◆ Aufgabenstellung
Zähle, in wie vielen Zeilen der Datensätze das Wort „mountain“ vorkommt. Nenne nur die Zahl.

--- Datenauszüge ---

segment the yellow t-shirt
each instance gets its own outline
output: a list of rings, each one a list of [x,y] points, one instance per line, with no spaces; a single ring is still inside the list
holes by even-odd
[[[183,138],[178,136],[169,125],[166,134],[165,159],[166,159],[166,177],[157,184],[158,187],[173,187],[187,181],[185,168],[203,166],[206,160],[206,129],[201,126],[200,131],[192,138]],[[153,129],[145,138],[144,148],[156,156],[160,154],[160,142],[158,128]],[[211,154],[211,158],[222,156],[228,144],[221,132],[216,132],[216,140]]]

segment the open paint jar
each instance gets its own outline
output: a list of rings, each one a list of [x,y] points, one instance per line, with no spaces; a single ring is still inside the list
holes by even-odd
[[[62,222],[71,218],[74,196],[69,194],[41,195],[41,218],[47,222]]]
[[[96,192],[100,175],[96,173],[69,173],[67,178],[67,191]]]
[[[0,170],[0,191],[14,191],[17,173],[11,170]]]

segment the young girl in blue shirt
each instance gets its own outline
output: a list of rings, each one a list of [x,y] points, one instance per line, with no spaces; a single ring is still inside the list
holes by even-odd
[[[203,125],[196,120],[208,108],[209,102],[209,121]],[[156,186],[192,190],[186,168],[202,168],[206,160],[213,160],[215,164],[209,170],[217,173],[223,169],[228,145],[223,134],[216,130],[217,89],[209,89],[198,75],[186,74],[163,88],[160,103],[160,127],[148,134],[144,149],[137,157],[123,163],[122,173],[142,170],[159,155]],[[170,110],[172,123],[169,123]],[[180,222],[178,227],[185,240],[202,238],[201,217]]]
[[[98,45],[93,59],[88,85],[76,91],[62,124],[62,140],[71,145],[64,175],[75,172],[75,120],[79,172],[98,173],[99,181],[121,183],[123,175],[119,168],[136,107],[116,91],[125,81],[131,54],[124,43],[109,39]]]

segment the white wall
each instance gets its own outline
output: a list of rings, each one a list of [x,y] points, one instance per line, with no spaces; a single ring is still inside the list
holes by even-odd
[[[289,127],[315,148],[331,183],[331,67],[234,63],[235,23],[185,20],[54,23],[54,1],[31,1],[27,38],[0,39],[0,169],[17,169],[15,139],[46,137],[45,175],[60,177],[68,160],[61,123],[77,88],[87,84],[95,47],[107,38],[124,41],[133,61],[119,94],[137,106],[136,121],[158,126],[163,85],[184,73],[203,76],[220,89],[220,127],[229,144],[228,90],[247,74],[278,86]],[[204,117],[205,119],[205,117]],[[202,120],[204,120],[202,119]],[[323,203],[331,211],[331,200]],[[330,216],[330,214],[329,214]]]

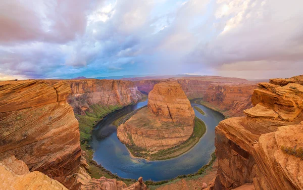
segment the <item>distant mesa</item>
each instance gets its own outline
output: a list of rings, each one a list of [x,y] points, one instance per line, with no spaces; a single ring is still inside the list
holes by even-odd
[[[174,147],[192,135],[194,112],[180,84],[157,84],[148,94],[147,107],[118,128],[117,135],[128,148],[157,151]]]
[[[85,76],[78,76],[78,77],[71,78],[71,80],[86,79],[87,78],[85,77]]]

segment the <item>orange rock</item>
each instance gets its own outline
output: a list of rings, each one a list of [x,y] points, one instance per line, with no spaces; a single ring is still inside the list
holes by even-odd
[[[12,155],[72,188],[65,178],[79,169],[78,121],[66,102],[64,82],[0,82],[0,160]],[[68,137],[67,137],[68,136]]]
[[[194,112],[178,83],[156,84],[148,94],[147,107],[118,127],[122,142],[159,151],[175,147],[192,134]]]
[[[177,82],[161,82],[155,85],[148,94],[147,107],[156,116],[171,120],[175,124],[193,127],[193,109],[181,85]]]
[[[303,147],[303,86],[298,80],[270,81],[275,84],[261,83],[254,90],[255,106],[244,111],[246,117],[225,120],[216,128],[219,169],[213,189],[303,188],[303,161],[281,150]]]
[[[0,189],[67,190],[63,184],[38,171],[30,172],[23,162],[12,156],[0,161]]]

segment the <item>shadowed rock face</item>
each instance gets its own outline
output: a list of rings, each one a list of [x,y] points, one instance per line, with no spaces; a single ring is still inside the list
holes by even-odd
[[[70,91],[64,82],[1,82],[0,160],[15,155],[30,171],[60,181],[76,173],[81,149]],[[75,180],[63,183],[70,188]]]
[[[243,116],[243,110],[252,106],[251,93],[257,87],[255,82],[243,79],[211,76],[142,80],[134,83],[139,90],[149,93],[156,84],[168,81],[179,83],[188,98],[203,98],[209,103],[208,107],[231,117]]]
[[[159,151],[188,139],[194,123],[194,112],[180,85],[164,82],[155,85],[149,92],[147,108],[119,126],[117,135],[130,146]]]
[[[181,85],[176,82],[157,84],[148,94],[147,107],[156,116],[174,123],[194,125],[194,112]]]
[[[219,169],[209,189],[303,189],[303,160],[281,150],[303,148],[303,86],[291,80],[260,83],[246,116],[216,128]]]
[[[59,182],[41,172],[30,172],[26,164],[14,156],[0,161],[0,173],[2,189],[68,189]]]
[[[117,80],[81,79],[67,80],[72,88],[68,102],[75,114],[85,115],[90,106],[126,106],[136,103],[142,94],[133,82]]]

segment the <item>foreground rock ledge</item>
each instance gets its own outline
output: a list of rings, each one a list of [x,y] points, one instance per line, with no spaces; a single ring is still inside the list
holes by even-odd
[[[129,146],[155,151],[175,147],[193,131],[194,112],[181,85],[157,84],[148,94],[147,108],[118,128],[120,140]]]
[[[209,189],[302,189],[303,80],[271,79],[254,90],[245,117],[216,128],[219,169]],[[290,149],[295,154],[284,152]],[[295,156],[294,154],[296,154]]]

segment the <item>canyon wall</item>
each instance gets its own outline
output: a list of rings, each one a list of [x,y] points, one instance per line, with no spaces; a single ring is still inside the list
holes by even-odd
[[[14,155],[30,171],[71,188],[74,178],[63,181],[77,172],[81,149],[78,121],[66,101],[70,91],[64,82],[1,82],[0,160]]]
[[[118,80],[81,79],[66,81],[72,88],[68,103],[75,114],[91,112],[90,106],[126,106],[139,101],[142,94],[133,82]]]
[[[147,79],[134,82],[139,90],[149,93],[155,84],[166,81],[177,82],[188,99],[203,99],[200,104],[227,117],[243,116],[243,111],[252,107],[251,93],[257,86],[255,82],[246,79],[212,76]]]
[[[302,82],[261,83],[246,117],[219,123],[215,129],[219,169],[208,189],[303,189]]]
[[[194,125],[194,112],[181,85],[157,84],[148,94],[147,108],[138,111],[118,128],[119,139],[130,148],[158,151],[188,139]]]
[[[211,84],[206,90],[205,105],[215,108],[227,117],[244,115],[243,111],[252,107],[251,93],[257,85],[249,84]]]

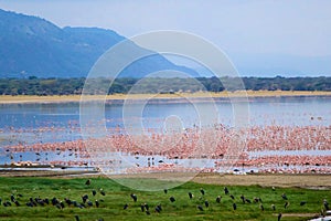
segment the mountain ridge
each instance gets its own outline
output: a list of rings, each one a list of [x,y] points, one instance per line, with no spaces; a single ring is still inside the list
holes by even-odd
[[[97,59],[124,40],[113,30],[58,28],[39,17],[0,9],[0,77],[86,77]],[[130,50],[145,49],[132,44]],[[194,70],[175,65],[160,54],[135,62],[120,76],[143,77],[161,70],[199,76]]]

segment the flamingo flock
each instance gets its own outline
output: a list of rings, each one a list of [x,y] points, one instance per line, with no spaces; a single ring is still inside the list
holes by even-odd
[[[55,128],[42,128],[52,130]],[[56,133],[56,129],[55,131]],[[299,155],[287,155],[299,150]],[[206,128],[191,128],[177,133],[153,133],[128,135],[118,128],[108,129],[104,137],[55,143],[19,143],[7,145],[2,151],[11,156],[32,151],[66,155],[62,159],[40,159],[40,164],[62,166],[119,167],[125,156],[137,159],[122,172],[153,171],[220,171],[222,168],[258,168],[261,172],[331,173],[331,127],[330,126],[252,126],[228,128],[214,125]],[[259,155],[276,151],[279,155]],[[319,151],[319,155],[305,154]],[[115,155],[114,155],[115,152]],[[252,157],[254,152],[254,157]],[[23,157],[22,157],[23,156]],[[45,156],[45,155],[43,155]],[[40,157],[42,158],[42,157]],[[139,161],[140,158],[140,161]],[[145,162],[141,162],[141,159]],[[158,160],[157,160],[158,159]],[[181,160],[205,159],[213,161],[203,167],[186,167]],[[11,160],[13,160],[11,158]],[[128,159],[127,159],[128,160]]]

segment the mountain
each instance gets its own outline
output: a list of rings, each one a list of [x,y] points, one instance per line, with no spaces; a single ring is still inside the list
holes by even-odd
[[[97,59],[125,40],[111,30],[98,28],[58,28],[44,19],[0,9],[0,77],[79,77],[86,76]],[[130,52],[145,49],[131,44]],[[125,53],[120,56],[126,56]],[[160,54],[140,60],[120,76],[143,77],[161,70],[199,74],[179,66]]]

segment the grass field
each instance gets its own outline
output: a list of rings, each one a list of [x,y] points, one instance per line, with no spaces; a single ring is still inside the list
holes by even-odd
[[[134,179],[134,178],[121,178]],[[150,185],[157,182],[157,179],[150,179]],[[118,185],[117,182],[102,178],[92,177],[90,185],[85,185],[87,178],[31,178],[31,177],[2,177],[0,178],[0,220],[75,220],[75,215],[81,221],[85,220],[277,220],[278,213],[282,213],[281,220],[308,220],[320,213],[323,208],[323,199],[331,201],[330,190],[310,190],[301,188],[280,188],[273,190],[270,187],[260,186],[227,186],[229,194],[224,193],[224,186],[205,185],[196,182],[186,182],[180,187],[163,191],[141,192],[131,190]],[[137,181],[137,180],[135,180]],[[203,188],[205,194],[202,196],[200,189]],[[100,194],[100,189],[105,196]],[[96,196],[92,191],[96,190]],[[189,199],[188,192],[194,194]],[[137,202],[130,197],[135,193]],[[286,193],[288,200],[284,200],[281,194]],[[11,194],[20,206],[11,201]],[[22,194],[21,197],[19,197]],[[92,207],[85,203],[86,208],[68,206],[64,202],[64,208],[58,209],[56,206],[38,204],[28,207],[25,203],[30,198],[52,199],[56,198],[64,201],[68,198],[82,204],[82,196],[88,194],[88,200],[93,202]],[[241,194],[252,200],[252,203],[243,203]],[[222,196],[221,203],[216,202],[216,197]],[[170,197],[175,199],[174,202],[169,200]],[[254,202],[254,198],[260,198],[261,202]],[[99,208],[96,208],[95,200],[98,200]],[[205,200],[210,207],[205,207]],[[4,207],[3,202],[11,202],[11,207]],[[285,209],[285,202],[289,206]],[[305,206],[300,206],[306,201]],[[237,209],[233,209],[233,203]],[[128,208],[124,210],[124,206]],[[141,212],[141,203],[149,206],[150,214]],[[156,206],[161,204],[162,211],[156,212]],[[200,211],[196,207],[203,207]],[[260,204],[265,210],[261,211]],[[276,211],[271,209],[275,204]],[[58,204],[57,204],[58,206]]]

---

◆ Lösung
2